:: WHAT YOU NEED TO DO ::
(A) Answer these questions from the passage on the sense of severance:
(i) What does the first section name as foremost among the instincts whose antiquity proves their universal reality?
(ii) If the world is our prison, what does the passage call our fellow-men?
(iii) What do we find in the recesses of our inmost being when we seek refuge in an ideal world?
(B) Write the next part of the passage on the sense of severance, starting after its final sentence.

I. There are feelings and instincts in human nature the very antiquity of which is a proof of their universal reality.—Foremost among such instincts is the aching sense of severance between man and the Infinite Being outside and above himself. Long before the Hebrew Psalmist, Indians and Egyptians, and savage races beyond the pale of even primitive civilisation, had been, with varying accents, uttering the same lament; and Greek tragedians, and Roman Stoics, and mediæval monks and mystics, and all the voices of modern poets and philosophers, have been echoing incessantly, with however strange a dissonance, the eternal cry of humanity, ‘My God, my God, why hast Thou forsaken me?’

II. It is upon this universal sense of severance that the spiritual life of Christianity depends.—You may never have dreamed of saying to yourself, ‘My soul is athirst for God, yea, even for the living God’; but you are athirst for finite objects, with a thirst which upon analysis will turn out to be infinite, both in quality and kind, and which therefore nothing short of an infinite object can ever satisfy. (1) Take, for instance, your desire for communion with the natural world. You desire infinite possession of, and infinite communion with, the grandeur, and the beauty, and the wonder of the world; and failing, you feel bitterly that it is your prison, and not your home. (2) It is the same with your human relations. Man will not be satisfied with family, or friendship, or acquaintance. Fresh vistas of humanity are ever opening before him, and each new friend becomes a new point of departure for the extension of his influence to a wider circle still. His motive may vary, but the instinct remains the same, and is simply the instinct to wider, deeper, more intense communion with his fellow-men. And yet, as before, its very unrest is but the measure of its failure. We are more severed from humanity than ever we were from external nature, and if the world is our prison, our fellow-men are our gaolers. (3) And so in our loneliness we look within and try to find refuge in an ideal world, but only to find schism and severance in the recesses of our inmost being. We are farther off from our ideals than even from nature and mankind.

Natural-language object grounding data

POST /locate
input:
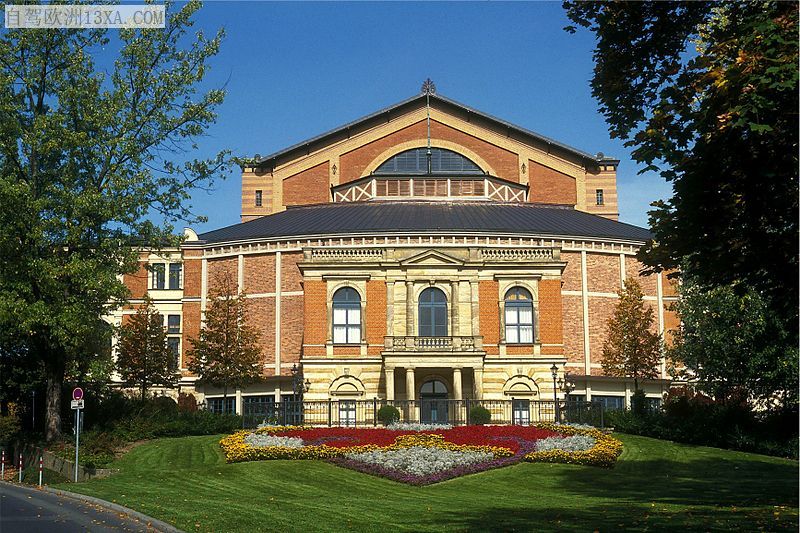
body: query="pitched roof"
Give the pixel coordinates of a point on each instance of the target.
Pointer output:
(409, 104)
(392, 217)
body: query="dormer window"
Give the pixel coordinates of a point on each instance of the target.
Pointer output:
(415, 161)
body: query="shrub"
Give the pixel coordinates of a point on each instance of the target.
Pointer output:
(187, 403)
(388, 414)
(639, 402)
(479, 415)
(697, 419)
(9, 427)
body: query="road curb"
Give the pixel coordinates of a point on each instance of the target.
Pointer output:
(157, 525)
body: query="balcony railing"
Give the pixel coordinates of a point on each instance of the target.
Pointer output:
(364, 413)
(434, 344)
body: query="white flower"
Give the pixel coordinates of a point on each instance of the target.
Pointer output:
(415, 426)
(419, 460)
(573, 443)
(260, 440)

:: RESULTS ::
(A)
(i) The aching sense of severance between man and the Infinite Being outside and above himself.
(ii) Our gaolers.
(iii) Schism and severance.

(B)
III. All this is a fact, and a fact as universal as human experience; and Christianity, beyond other creeds, has faced and interpreted the fact.—Nature, and society, and the thoughts of our hearts were created by a Person, and created for Himself; and our feelings of separation from the world and its inhabitants, and even from the inner vision of our own ideal self, are but symptoms of alienation from the Person in Whom they exist.

IV. Because God is a Person, He cannot be contented with the abstract allegiance of one part of our nature.—He claims our being in its wholeness, and says, ‘Thou shalt love the Lord thy God.’ This command is, on the face of it, a paradox. But obey, give God your love, and the paradox will pass into a truism, for you will find that you possess Him in whom all things lovely have their being.

Rev. J. R. Illingworth.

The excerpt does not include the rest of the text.